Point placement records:
※ ※ ※
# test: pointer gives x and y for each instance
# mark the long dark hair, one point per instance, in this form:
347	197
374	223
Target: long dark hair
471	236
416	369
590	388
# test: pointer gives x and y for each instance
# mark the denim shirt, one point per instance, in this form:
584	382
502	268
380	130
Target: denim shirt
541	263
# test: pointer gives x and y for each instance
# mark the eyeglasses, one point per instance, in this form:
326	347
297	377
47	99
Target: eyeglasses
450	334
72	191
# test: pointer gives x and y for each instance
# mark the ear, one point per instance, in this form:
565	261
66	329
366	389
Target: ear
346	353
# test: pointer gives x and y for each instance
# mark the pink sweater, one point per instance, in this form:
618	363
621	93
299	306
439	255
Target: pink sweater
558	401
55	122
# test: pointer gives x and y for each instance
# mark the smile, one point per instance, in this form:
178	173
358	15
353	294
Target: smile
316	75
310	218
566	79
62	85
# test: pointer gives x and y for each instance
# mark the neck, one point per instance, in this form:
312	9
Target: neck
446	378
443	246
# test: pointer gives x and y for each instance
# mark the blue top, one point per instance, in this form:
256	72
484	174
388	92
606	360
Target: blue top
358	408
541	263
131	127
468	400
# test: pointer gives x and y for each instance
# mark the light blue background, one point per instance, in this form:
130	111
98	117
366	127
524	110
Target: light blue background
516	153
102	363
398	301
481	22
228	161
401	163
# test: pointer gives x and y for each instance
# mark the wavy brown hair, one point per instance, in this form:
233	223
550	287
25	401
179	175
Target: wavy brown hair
※ ※ ※
Give every line of the material again, exactly as it reads.

# test: pointer gives x and y for each instance
# mark the long dark hair, one point per instance, in this form:
347	197
374	223
Target: long dark hair
471	236
416	369
590	388
# test: pointer gives x and y for each instance
# mark the denim shirt, one point per instance, in this form:
584	382
502	268
380	130
Target: denim shirt
541	263
# test: pointer gives x and y for each instance
# mark the eyeglasses, one point per instance, in this form:
326	347
297	377
47	99
Target: eyeglasses
450	334
72	191
# test: pointer gives x and y for each instance
# mark the ear, one point per instance, in this form:
565	261
66	329
366	389
Target: ear
346	353
# test: pointer gives x and y for each instance
# mark the pink sweater, one point per instance, in this form:
618	363
621	93
299	306
439	255
Target: pink sweater
558	401
55	122
# test: pointer gives x and y for each instance
# mark the smile, one point per instance, in this form:
178	173
358	15
353	294
Target: smile
316	75
310	218
566	79
62	85
# test: pointer gives x and y for each instance
# mark the neck, one point per instance, in this form:
312	9
Target: neck
446	378
443	246
# test: pointer gives x and y for each instance
# mark the blue top, one point per instance, in this form:
256	72
484	174
388	92
606	360
Target: blue top
358	408
541	263
131	127
468	400
# test: pointer gives x and y for each instance
# mark the light blue background, one point per instance, in this form:
130	111
98	117
366	127
524	110
Target: light blue background
516	153
102	363
398	301
481	22
228	161
401	163
# test: pointer gives x and y for each instance
# mark the wavy brown hair, one point per instance, in this form:
233	223
550	287
25	401
179	175
Target: wavy brown hair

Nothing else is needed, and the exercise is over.